Report the number of lines in the data where the word "white" appears, and add no other text.
** Given records follows **
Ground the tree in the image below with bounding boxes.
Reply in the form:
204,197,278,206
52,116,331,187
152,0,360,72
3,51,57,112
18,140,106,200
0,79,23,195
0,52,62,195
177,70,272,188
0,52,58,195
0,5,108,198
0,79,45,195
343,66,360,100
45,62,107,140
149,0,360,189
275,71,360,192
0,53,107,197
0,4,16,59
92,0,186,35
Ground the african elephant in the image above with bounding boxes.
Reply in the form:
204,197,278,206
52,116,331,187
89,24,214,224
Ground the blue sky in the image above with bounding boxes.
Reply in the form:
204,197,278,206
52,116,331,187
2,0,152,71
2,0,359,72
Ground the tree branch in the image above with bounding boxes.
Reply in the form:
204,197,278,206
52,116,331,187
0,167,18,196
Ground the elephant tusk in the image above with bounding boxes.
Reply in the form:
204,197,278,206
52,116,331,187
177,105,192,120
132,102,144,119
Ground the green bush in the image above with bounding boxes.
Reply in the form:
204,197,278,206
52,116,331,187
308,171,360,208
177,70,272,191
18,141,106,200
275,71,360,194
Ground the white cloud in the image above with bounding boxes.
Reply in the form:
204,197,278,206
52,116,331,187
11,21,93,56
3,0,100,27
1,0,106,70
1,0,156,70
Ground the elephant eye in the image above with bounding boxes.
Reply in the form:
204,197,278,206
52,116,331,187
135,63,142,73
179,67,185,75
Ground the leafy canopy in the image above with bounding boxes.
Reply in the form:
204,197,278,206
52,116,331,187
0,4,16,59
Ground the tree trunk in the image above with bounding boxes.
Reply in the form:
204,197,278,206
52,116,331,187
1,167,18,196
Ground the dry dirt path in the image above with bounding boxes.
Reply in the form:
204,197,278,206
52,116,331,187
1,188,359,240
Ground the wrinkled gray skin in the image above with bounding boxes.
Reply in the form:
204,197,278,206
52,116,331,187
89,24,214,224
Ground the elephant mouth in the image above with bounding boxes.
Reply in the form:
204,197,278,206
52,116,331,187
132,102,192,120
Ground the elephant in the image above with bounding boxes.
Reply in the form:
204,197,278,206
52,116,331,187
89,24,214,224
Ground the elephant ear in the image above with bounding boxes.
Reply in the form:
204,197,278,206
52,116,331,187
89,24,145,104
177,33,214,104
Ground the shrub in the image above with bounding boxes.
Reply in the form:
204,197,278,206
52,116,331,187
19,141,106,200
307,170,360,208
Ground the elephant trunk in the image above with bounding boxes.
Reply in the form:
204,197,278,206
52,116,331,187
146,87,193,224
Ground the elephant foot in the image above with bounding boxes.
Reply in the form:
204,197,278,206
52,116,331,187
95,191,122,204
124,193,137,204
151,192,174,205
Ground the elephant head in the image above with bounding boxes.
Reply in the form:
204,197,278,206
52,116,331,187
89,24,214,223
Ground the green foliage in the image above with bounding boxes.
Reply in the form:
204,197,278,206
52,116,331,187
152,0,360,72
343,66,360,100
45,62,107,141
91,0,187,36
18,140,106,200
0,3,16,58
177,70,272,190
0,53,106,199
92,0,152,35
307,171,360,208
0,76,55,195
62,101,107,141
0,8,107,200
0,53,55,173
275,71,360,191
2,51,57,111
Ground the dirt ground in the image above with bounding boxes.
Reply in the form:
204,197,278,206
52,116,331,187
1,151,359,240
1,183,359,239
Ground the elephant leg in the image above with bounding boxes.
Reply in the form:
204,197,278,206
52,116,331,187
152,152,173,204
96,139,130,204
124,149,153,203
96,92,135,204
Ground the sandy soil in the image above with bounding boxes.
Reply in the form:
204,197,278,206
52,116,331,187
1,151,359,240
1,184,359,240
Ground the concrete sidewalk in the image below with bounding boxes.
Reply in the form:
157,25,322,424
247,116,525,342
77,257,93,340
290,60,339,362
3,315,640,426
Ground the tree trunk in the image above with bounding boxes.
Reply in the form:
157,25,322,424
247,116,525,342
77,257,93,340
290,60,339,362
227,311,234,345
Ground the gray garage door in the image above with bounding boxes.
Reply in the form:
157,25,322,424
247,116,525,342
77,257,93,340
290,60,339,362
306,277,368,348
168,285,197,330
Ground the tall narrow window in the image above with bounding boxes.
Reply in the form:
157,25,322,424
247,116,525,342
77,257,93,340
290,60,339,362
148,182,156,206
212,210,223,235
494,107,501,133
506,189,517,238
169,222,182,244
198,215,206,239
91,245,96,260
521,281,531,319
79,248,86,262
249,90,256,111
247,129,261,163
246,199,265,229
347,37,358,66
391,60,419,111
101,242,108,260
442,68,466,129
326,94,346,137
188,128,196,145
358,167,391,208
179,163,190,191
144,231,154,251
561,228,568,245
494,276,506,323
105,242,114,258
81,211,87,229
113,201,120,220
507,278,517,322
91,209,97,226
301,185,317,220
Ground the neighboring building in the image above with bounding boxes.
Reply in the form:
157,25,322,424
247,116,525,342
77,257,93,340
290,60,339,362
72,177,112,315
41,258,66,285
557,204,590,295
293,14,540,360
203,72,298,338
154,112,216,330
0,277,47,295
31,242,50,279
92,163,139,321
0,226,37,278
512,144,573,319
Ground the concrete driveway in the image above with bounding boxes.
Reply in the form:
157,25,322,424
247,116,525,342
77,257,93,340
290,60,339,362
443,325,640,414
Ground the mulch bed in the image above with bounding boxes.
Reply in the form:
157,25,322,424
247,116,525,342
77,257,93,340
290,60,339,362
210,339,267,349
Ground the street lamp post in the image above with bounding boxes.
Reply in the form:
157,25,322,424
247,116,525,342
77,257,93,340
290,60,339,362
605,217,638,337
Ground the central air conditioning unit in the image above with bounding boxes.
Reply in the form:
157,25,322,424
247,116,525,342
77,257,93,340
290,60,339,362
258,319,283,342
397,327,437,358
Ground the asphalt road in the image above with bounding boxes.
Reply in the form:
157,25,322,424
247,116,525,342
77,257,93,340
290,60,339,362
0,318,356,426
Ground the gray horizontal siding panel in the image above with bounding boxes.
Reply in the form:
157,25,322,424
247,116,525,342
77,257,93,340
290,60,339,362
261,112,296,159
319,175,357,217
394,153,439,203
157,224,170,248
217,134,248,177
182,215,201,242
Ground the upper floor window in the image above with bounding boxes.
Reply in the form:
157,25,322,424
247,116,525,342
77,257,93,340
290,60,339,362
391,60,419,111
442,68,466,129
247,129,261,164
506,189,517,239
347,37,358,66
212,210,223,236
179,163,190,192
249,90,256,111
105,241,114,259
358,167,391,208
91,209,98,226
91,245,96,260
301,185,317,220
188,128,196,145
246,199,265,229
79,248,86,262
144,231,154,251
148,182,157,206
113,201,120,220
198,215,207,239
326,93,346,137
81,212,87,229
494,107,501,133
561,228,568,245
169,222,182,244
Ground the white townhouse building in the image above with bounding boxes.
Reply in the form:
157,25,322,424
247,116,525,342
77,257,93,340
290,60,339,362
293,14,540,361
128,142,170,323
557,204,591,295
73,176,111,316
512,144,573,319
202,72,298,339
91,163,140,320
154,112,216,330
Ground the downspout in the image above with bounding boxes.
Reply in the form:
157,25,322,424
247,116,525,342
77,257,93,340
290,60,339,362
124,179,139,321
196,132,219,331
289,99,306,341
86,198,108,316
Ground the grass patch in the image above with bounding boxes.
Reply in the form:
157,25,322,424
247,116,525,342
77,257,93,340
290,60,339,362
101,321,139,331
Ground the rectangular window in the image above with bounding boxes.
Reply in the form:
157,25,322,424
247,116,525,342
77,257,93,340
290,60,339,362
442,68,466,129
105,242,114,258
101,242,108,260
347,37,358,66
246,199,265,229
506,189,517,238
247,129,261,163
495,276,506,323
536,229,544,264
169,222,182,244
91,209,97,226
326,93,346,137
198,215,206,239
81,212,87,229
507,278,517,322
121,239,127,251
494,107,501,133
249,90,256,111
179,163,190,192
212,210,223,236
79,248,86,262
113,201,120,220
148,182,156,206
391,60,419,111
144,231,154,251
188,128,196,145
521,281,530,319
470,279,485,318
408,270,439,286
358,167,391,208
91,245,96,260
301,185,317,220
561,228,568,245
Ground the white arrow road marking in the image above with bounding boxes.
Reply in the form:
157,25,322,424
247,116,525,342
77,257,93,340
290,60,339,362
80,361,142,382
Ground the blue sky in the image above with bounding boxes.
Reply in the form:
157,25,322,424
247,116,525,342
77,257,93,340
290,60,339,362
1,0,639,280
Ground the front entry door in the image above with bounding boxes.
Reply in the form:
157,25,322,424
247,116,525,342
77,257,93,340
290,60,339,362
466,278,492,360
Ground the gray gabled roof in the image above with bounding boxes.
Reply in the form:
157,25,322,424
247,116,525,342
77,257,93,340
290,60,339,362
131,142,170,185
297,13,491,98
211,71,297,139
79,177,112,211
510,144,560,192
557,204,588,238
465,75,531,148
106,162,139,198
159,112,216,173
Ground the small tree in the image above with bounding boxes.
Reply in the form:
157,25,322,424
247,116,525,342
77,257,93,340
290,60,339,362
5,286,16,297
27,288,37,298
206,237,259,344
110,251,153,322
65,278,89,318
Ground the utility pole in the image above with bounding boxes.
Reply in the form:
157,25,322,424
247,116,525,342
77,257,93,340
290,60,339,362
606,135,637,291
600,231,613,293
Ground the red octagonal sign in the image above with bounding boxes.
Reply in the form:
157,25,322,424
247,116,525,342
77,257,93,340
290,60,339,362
** End of Given records **
▶ [The answer] 3